Region segmentation data
==========

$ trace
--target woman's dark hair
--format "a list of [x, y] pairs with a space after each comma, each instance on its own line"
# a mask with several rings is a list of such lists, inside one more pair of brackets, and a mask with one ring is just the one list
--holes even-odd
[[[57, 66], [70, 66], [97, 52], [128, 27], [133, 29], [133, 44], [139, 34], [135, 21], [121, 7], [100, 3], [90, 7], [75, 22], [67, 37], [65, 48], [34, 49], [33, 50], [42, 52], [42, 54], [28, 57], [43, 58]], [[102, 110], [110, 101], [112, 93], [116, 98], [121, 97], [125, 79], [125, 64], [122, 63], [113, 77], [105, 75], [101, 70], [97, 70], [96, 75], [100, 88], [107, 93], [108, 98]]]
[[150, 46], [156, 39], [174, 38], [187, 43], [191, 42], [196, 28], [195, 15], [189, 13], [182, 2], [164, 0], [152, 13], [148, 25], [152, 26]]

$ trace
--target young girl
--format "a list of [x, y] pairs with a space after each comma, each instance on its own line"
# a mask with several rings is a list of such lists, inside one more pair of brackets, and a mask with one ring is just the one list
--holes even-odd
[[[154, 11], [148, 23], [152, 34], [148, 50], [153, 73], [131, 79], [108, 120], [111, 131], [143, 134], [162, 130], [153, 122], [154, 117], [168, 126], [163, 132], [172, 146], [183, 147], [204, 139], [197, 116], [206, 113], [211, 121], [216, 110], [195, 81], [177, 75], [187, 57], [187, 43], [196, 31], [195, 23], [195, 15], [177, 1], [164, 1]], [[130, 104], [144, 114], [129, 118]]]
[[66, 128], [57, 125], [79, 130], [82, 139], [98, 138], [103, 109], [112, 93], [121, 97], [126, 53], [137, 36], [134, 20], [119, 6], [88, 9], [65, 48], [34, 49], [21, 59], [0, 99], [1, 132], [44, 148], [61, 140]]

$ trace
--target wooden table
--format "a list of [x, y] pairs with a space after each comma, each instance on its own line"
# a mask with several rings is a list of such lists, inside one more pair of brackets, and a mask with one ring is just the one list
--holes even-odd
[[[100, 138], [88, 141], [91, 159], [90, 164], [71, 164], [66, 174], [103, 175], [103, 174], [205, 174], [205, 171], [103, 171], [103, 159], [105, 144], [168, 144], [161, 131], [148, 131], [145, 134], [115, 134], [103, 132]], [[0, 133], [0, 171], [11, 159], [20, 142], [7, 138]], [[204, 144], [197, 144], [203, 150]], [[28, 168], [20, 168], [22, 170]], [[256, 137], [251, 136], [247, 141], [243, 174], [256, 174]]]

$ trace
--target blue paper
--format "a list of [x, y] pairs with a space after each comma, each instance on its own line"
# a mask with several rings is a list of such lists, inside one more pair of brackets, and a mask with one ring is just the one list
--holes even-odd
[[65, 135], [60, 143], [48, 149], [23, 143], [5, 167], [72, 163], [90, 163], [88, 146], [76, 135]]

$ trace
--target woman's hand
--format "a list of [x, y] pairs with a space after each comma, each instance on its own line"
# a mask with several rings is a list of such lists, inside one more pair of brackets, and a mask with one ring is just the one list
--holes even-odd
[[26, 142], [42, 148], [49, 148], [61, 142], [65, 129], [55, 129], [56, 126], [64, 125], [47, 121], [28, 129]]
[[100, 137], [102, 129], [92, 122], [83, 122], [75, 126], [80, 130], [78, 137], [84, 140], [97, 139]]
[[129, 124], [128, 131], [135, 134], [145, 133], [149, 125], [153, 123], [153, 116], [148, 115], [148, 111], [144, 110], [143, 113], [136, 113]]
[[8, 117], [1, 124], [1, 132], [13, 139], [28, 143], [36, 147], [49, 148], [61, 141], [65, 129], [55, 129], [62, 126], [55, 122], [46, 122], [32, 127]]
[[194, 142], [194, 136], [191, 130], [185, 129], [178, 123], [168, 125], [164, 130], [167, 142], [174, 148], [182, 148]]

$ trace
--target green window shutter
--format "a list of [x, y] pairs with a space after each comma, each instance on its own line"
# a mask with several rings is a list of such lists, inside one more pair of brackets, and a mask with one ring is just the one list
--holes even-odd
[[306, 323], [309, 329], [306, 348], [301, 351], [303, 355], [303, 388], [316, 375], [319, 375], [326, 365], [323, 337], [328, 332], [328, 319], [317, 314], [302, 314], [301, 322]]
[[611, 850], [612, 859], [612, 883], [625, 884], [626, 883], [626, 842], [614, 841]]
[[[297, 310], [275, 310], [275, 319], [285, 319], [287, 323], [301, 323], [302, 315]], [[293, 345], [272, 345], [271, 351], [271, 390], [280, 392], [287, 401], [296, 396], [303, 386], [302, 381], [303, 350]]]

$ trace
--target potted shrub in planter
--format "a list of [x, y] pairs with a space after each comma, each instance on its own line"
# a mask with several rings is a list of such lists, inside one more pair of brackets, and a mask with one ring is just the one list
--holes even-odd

==========

→ **What to produce**
Show each line in the records above that includes the string "woman".

→ **Response**
--target woman's dark hair
--target woman's hand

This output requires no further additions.